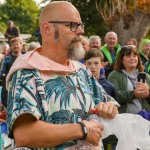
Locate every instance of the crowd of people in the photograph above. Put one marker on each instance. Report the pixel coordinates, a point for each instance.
(50, 91)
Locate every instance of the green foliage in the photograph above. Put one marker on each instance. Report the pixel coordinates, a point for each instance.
(24, 13)
(90, 16)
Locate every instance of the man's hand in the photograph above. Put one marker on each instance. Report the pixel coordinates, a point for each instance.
(94, 130)
(107, 110)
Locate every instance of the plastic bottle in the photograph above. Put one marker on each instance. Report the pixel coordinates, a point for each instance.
(83, 145)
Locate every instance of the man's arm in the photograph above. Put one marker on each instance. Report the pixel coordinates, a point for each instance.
(35, 133)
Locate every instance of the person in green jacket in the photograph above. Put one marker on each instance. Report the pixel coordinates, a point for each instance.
(144, 51)
(110, 51)
(133, 96)
(147, 65)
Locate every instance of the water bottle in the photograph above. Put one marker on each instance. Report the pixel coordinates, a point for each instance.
(83, 145)
(94, 117)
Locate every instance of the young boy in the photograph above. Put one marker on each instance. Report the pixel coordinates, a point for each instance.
(94, 62)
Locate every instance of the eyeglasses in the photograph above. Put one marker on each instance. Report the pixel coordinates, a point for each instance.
(73, 25)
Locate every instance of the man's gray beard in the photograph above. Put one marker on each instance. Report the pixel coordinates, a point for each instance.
(76, 50)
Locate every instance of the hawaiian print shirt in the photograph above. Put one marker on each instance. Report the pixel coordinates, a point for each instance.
(60, 99)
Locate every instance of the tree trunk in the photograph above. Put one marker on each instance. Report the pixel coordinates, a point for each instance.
(136, 28)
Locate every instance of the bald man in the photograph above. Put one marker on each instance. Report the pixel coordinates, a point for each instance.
(110, 51)
(50, 95)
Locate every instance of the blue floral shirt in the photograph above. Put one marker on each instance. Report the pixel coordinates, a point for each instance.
(61, 99)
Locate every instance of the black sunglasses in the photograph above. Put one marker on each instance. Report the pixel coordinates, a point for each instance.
(73, 25)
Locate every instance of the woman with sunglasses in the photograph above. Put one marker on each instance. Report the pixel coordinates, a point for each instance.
(132, 95)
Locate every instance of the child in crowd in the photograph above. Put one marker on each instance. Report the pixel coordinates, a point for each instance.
(94, 62)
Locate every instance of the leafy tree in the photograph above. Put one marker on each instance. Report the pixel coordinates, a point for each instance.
(24, 13)
(90, 16)
(128, 18)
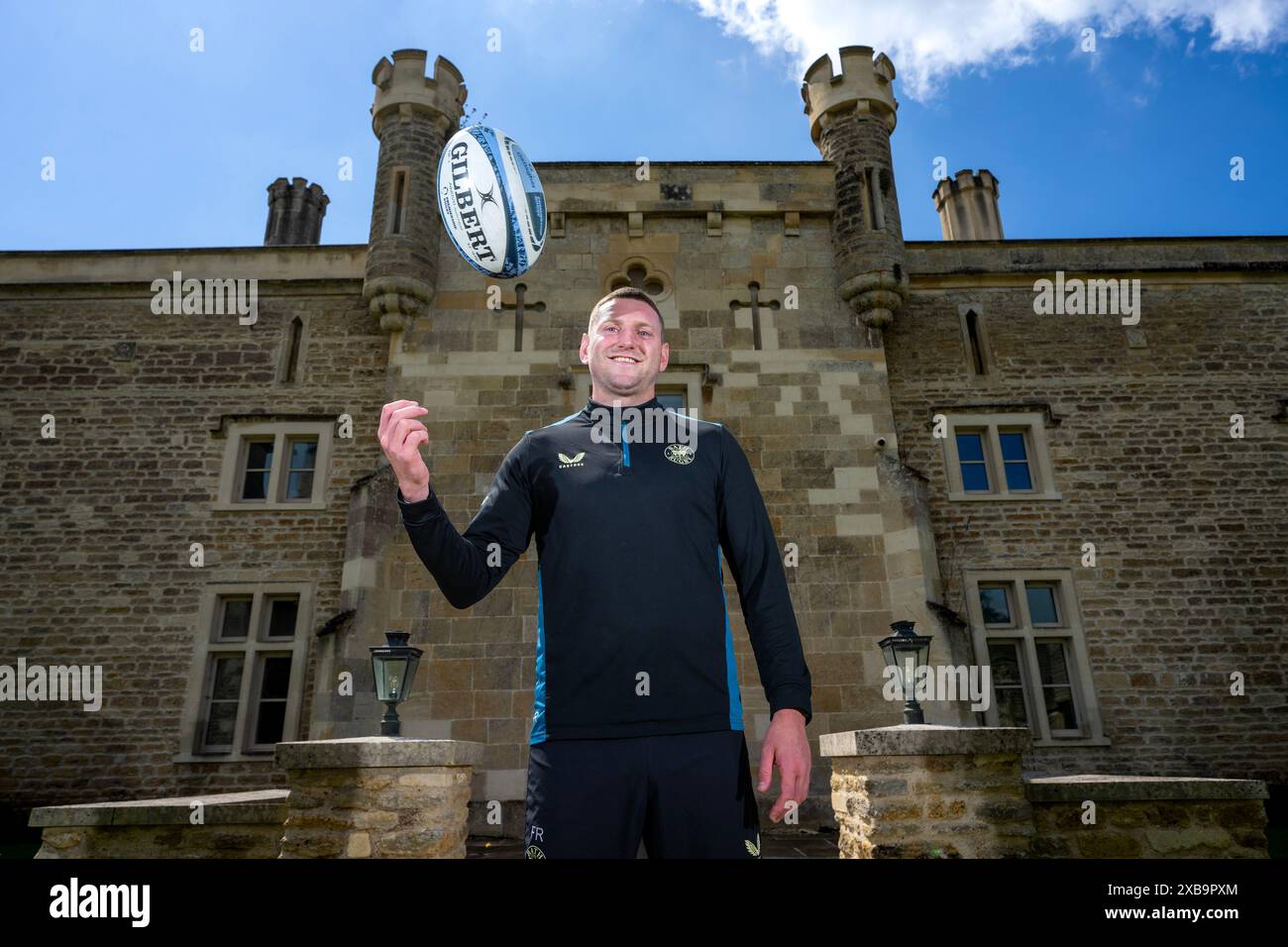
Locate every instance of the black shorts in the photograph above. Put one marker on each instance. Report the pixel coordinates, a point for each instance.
(686, 795)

+-------+

#### [THE REQUEST]
Could you copy every row above word for word, leaving out the pictures?

#### [RESULT FOR THIS TASK]
Locate every instance of the crowd of people in the photograph above. Put one marker on each instance. Report the pixel coordinates, a point for each instance.
(50, 91)
Locate every instance of the green foliage in the photograph above. Put one marker on each instance. Report the pixel coordinates, a point for each instance.
(24, 13)
(90, 16)
Locate every instance of the man's hand in the photograph above. Put one marker on each instance. Report the pixel coordinates, a point for each instance.
(94, 130)
(107, 110)
Locate every instance of the plastic bottle in the photograph above. Put one marker on each instance. Report the pixel coordinates, a point for each instance.
(83, 145)
Locate every instance of the man's arm in the photograph above. Put one marker on each instance. Report the pixel coordinates, a point for each instance.
(35, 133)
Locate every instance of the person in green jacket in the photograph above. Put one marker on each instance. Report the pixel coordinates, a point for each instance.
(144, 51)
(110, 51)
(133, 96)
(147, 65)
Locate every instance of the water bottle in the photograph above. Put one marker on each instance. Report the pixel coordinates, a point for each instance.
(83, 145)
(94, 117)
Locate every instance of the young boy in the photograph above. Put one marker on each instance. Report the pixel coordinates, a point for each instance.
(94, 62)
Locate every instance of the eyeglasses in the photograph above. Put one marker on each instance. Report the pixel coordinates, a point for each instance.
(73, 25)
Locate every instance of the man's gray beard in the photograph above. Put one marker on each instance. Report the pixel coordinates, a point for each instance.
(76, 50)
Locate every instance of the hawaiian print shirt in the photograph above. Put one marker on each instance. Report the pixel coordinates, a point for each instance.
(60, 99)
Locate every instance of the tree trunk in the photograph above. Put one marker on each instance. Report the pixel coordinates, a point for each instance.
(136, 28)
Locate every instance of the bald man in the photograph above. Put one marker on each instance. Report the pixel coordinates, a point for each instance.
(110, 51)
(50, 95)
Locate every instance of the blue floral shirt in the photograph above. Put one marker on each instance. Report the pixel coordinates, a point for each instance.
(61, 99)
Locate every instance of the black sunglasses in the photograph above. Put one marker on each instance. Report the pixel coordinates, a point for each instance.
(73, 25)
Locate every instance of the woman with sunglasses in the photograph above. Put one marker on each instance. Report the pixel coordinates, a point for each instance.
(132, 95)
Locate every instance of the child in crowd in the photograph above. Put one marker on each instance. Report the pixel coordinates, a point for each instance.
(94, 62)
Locate every instance of the leafy tree in the photograph above. Put one marker on each instance. Report the pixel coordinates, a point for each instance.
(24, 13)
(90, 16)
(128, 18)
Locate every instance of the black shorts in the photograph above. Put one marker on each instance. Report the pixel coordinates, a point for each instance.
(686, 795)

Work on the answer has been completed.